*SOURCE DOCUMENT*
□ □ □ □ □ □ □
What is wine?
A simple question you would have thought? We go to the supermarket or preferably our local wine merchant and buy some bottles. We open it up and drink the alcoholic white, pink or red liquid inside and generally enjoy it very much.
We all know wine is made from grapes, but what about elderflower wine? And what about non-alcoholic wine? Are these products really wine?
The simple answer is no.
Predictably, our friends at the European Commission have got together in a very large committee to define “wine” and help us if we weren’t sure. The result was EU Council Regulation 1493/1999 that defines “the common organisation of the market in wine” and has been amended extensively, most recently comprehensively through Council Regulation 479/2008
However, the basic definition of “wine” remains the same:
“Wine shall be the product obtained exclusively from the total or partial alcoholic fermentation of fresh grapes, whether or not crushed, or of grape must.”
Straightforward enough. But let’s look at it in a little more detail.
□ □ □ □ □ □ □
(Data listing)
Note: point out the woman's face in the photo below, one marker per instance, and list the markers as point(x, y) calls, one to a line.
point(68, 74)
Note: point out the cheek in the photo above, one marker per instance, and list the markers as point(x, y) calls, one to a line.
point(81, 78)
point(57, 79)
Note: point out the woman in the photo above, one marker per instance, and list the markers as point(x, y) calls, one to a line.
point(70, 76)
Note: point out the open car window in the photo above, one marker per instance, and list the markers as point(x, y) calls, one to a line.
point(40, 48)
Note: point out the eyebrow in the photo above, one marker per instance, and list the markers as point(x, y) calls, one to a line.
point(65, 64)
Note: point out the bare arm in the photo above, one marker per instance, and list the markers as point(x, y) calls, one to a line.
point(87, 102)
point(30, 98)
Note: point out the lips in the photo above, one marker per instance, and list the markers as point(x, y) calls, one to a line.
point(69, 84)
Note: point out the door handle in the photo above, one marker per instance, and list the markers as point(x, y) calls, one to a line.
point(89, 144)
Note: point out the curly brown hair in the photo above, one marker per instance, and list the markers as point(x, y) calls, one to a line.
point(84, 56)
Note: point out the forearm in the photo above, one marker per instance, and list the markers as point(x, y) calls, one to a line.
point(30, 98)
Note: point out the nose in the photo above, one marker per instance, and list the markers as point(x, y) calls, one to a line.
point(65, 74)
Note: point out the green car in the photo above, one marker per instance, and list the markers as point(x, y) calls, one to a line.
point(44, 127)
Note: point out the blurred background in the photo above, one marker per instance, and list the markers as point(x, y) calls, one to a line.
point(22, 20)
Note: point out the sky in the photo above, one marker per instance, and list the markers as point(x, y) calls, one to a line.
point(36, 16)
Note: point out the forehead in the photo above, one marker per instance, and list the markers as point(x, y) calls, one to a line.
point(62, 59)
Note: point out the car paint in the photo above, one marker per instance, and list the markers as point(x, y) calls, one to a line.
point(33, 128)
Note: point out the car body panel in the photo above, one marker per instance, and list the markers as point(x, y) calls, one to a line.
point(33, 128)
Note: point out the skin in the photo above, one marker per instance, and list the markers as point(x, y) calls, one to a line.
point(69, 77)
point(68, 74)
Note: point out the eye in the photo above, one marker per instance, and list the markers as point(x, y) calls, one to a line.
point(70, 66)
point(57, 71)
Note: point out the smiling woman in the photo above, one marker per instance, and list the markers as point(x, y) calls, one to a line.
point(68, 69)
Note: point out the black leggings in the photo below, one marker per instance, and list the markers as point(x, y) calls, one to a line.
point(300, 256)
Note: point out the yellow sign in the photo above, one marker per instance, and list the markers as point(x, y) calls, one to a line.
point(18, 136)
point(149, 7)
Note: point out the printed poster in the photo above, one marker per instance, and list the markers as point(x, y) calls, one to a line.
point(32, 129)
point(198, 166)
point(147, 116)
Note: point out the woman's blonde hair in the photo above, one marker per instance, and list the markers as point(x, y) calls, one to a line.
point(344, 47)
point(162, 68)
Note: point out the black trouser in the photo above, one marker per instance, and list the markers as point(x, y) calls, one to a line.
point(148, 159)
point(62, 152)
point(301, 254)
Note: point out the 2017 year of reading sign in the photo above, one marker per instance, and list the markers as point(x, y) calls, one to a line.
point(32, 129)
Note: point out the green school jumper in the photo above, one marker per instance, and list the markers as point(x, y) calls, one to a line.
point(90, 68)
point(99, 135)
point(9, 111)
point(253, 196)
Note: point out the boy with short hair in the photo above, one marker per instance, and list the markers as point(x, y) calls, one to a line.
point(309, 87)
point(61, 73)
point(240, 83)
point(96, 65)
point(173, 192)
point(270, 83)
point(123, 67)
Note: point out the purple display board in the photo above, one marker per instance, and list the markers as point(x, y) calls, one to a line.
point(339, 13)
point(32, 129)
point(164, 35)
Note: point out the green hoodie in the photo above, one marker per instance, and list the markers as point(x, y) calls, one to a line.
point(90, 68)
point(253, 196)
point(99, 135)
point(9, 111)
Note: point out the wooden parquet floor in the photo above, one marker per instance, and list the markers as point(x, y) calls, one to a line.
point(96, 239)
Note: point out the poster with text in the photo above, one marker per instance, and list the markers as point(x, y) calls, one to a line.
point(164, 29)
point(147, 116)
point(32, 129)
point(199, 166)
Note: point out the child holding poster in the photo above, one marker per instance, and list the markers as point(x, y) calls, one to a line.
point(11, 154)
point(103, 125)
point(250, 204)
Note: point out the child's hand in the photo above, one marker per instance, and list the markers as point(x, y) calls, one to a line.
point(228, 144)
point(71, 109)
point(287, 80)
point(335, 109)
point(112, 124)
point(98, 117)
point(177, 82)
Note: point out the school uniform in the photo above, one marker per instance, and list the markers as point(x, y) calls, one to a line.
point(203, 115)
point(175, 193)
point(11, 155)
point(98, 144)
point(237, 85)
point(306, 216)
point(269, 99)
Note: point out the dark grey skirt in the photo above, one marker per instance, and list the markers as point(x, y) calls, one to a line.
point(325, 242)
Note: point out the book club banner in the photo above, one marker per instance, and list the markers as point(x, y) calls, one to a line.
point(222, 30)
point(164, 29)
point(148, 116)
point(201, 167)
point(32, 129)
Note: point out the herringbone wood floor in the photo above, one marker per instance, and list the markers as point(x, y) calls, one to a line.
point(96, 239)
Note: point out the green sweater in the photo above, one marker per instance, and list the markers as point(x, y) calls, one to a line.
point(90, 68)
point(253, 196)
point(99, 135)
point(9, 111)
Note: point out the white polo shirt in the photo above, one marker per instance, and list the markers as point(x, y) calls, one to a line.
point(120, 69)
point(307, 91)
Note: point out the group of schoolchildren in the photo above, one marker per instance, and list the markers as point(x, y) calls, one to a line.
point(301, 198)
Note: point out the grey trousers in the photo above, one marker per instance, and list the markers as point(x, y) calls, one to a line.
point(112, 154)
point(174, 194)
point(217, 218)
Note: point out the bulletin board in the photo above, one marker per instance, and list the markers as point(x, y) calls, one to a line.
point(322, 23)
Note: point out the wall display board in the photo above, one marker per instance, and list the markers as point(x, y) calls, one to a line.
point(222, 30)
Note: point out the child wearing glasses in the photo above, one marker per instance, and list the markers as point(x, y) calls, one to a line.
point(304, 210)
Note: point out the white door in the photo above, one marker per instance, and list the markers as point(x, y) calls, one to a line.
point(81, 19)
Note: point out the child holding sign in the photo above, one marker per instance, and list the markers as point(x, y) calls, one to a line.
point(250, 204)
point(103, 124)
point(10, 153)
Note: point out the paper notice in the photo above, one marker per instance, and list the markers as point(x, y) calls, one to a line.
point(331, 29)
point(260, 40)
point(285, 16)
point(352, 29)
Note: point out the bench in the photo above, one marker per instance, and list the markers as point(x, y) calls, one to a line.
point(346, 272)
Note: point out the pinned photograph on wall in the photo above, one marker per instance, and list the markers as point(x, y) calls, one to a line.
□ □ □ □ □ □ □
*EXERCISE TASK A*
Duplicate the piece on what wine is from "A simple question" up to and including "answer is no.".
*EXERCISE TASK B*
Answer these questions using the piece on what wine is:
(i) Besides non-alcoholic wine, which product does the piece ask about when questioning whether something is really wine?
(ii) Which regulation defines "the common organisation of the market in wine"?
(iii) Under the quoted definition, fermentation of what two things produces wine?
*EXERCISE TASK C*
Take the piece on what wine is further, starting after its last sentence.

*EXPECTED ANSWER A*
A simple question you would have thought? We go to the supermarket or preferably our local wine merchant and buy some bottles. We open it up and drink the alcoholic white, pink or red liquid inside and generally enjoy it very much.
We all know wine is made from grapes, but what about elderflower wine? And what about non-alcoholic wine? Are these products really wine?
The simple answer is no.

*EXPECTED ANSWER B*
(i) Elderflower wine.
(ii) EU Council Regulation 1493/1999.
(iii) Fresh grapes, whether or not crushed, or grape must.

*EXPECTED ANSWER C*
First, a wine needs to have undergone alcoholic fermentation. And the regulation goes on to require a minimum alcoholic strength of 4.5 to 9% abv depending on origin. There are exceptions to this, but the regulation requires wine to be alcoholic. So that’s low and non-alcohol wine excluded then.
Interestingly, the regulation also requires wine to have a maximum strength, which varies between 15% and 20% abv, depending on origin.
Wine has to be made exclusively from grapes or a grape product. So, elderflower, blackberry and tomato “wines” are not wine either. In the case of tomato wine, I think we should be relieved, as it’s barely a drink!
The other thing the regulation requires is that wine has acidity.
The regulation itself runs to 61 pages defining “wine” and how we produce it. It covers the definitions of sparkling wine, liqueur (fortified) wine, grape must a so on. Read it if you’re very bored on a very wet Sunday afternoon.
It can be found here.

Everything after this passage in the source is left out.